■ **RECORDS SUPPLIED**
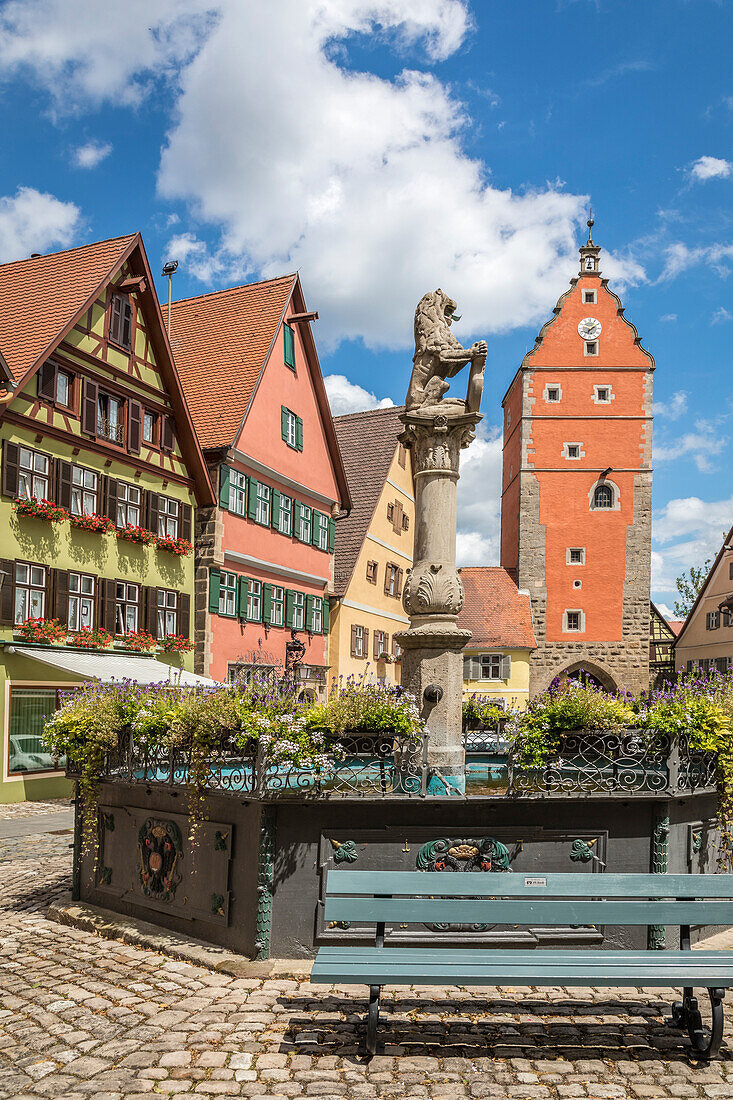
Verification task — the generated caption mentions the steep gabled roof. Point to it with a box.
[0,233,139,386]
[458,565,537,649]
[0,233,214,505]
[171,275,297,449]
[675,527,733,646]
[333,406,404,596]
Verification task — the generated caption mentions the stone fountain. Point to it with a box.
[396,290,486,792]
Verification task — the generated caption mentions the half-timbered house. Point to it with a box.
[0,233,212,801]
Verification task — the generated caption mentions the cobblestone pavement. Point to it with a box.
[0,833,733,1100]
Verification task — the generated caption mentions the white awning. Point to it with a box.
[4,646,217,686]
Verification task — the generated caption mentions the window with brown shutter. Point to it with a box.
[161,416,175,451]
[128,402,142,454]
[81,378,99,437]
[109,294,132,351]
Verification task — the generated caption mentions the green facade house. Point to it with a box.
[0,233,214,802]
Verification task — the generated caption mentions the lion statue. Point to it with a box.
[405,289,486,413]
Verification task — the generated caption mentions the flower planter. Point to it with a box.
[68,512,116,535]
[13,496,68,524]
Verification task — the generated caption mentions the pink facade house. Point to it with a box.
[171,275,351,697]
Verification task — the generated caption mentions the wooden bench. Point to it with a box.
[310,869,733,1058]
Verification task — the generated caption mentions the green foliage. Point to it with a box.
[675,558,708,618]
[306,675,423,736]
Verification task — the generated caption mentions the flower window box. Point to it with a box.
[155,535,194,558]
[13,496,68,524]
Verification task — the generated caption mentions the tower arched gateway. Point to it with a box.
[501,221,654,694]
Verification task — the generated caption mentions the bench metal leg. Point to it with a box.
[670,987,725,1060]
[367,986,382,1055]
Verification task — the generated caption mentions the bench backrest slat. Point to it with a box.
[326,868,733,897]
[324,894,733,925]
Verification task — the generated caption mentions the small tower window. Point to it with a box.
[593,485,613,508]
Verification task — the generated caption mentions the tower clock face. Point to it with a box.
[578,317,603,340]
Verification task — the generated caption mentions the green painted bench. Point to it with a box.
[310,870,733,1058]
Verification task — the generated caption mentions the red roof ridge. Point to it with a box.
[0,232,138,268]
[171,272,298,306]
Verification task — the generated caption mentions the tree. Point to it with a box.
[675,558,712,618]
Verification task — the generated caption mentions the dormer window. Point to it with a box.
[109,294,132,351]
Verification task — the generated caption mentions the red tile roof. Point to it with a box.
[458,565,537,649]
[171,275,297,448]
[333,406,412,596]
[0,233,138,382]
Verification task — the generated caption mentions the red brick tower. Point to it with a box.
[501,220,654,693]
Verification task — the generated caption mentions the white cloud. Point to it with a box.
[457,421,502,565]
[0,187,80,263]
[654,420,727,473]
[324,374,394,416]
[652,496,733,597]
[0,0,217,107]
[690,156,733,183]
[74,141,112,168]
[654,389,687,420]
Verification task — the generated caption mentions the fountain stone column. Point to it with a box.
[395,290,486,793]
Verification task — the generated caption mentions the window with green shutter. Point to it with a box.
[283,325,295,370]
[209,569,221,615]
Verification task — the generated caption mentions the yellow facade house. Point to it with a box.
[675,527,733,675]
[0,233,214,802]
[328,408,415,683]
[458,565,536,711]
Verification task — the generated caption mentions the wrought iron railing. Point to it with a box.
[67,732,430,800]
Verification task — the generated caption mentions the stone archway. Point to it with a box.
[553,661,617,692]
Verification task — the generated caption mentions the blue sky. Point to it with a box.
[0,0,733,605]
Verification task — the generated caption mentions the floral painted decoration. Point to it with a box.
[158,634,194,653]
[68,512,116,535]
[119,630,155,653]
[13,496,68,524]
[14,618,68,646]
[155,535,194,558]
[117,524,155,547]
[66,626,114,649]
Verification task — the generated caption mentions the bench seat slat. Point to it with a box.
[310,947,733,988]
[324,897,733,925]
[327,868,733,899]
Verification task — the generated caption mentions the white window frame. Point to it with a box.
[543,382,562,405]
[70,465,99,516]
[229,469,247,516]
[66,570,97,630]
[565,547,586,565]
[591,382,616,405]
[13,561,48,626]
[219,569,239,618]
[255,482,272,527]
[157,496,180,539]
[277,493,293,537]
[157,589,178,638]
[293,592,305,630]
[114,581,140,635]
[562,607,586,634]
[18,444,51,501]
---
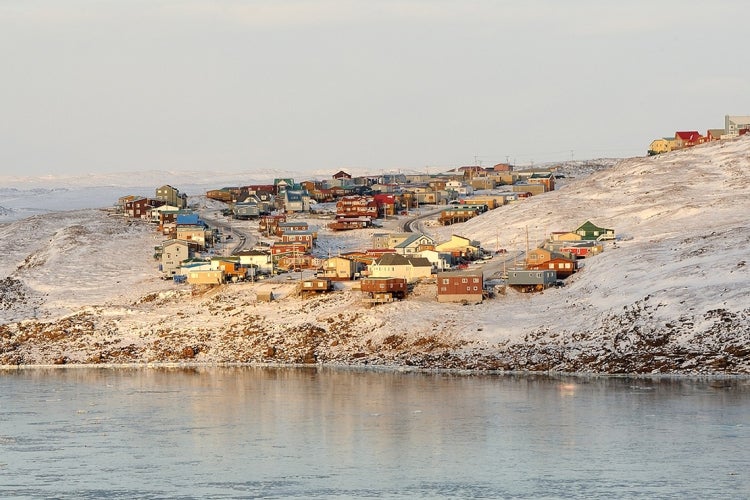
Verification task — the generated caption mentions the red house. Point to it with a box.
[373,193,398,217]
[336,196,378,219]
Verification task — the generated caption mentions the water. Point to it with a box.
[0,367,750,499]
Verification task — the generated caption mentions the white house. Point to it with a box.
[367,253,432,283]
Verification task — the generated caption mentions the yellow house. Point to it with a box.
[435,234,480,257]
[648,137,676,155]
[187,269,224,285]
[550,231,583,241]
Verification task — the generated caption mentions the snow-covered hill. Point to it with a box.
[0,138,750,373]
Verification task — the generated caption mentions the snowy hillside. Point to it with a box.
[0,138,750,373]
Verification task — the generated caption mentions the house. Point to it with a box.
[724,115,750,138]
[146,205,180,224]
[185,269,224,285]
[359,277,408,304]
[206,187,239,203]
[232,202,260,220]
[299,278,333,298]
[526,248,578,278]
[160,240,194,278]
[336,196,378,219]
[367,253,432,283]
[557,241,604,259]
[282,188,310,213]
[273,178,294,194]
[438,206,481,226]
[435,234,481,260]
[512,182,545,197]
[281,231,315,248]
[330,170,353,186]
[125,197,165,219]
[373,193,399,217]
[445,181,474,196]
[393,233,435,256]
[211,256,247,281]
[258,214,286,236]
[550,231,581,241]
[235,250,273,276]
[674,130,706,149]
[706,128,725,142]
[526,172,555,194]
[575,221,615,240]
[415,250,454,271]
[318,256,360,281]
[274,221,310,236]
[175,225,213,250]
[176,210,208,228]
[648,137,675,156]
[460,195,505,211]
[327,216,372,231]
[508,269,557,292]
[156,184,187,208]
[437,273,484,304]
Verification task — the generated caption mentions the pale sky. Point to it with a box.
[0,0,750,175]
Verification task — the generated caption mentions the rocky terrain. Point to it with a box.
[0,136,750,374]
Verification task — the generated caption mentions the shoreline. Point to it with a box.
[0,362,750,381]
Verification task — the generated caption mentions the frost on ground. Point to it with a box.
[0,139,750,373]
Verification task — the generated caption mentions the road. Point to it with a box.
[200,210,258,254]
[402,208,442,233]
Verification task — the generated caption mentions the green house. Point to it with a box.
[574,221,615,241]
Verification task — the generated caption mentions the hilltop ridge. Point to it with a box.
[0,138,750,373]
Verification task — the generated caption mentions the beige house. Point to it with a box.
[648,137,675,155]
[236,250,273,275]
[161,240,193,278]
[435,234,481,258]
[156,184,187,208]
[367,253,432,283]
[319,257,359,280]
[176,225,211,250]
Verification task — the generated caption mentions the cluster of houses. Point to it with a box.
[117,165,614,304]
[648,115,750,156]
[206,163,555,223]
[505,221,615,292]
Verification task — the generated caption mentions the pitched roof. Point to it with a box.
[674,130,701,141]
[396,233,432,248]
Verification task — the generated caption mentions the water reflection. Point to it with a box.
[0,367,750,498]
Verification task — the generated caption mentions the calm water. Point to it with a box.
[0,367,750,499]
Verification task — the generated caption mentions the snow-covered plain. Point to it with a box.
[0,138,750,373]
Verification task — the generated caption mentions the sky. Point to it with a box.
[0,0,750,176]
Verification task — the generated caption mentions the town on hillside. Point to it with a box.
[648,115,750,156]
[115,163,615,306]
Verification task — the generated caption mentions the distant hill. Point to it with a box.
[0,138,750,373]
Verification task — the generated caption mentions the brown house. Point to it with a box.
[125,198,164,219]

■ **EXERCISE**
Copy out, in full, each line of the entries above that contains the string "slat".

■ **PROBLEM SOLUTION**
Verification task — the generated caption mentions the bench backrest slat. Point to it with a box.
Verification task — the generated caption mentions the bench seat slat. Point to it with a box.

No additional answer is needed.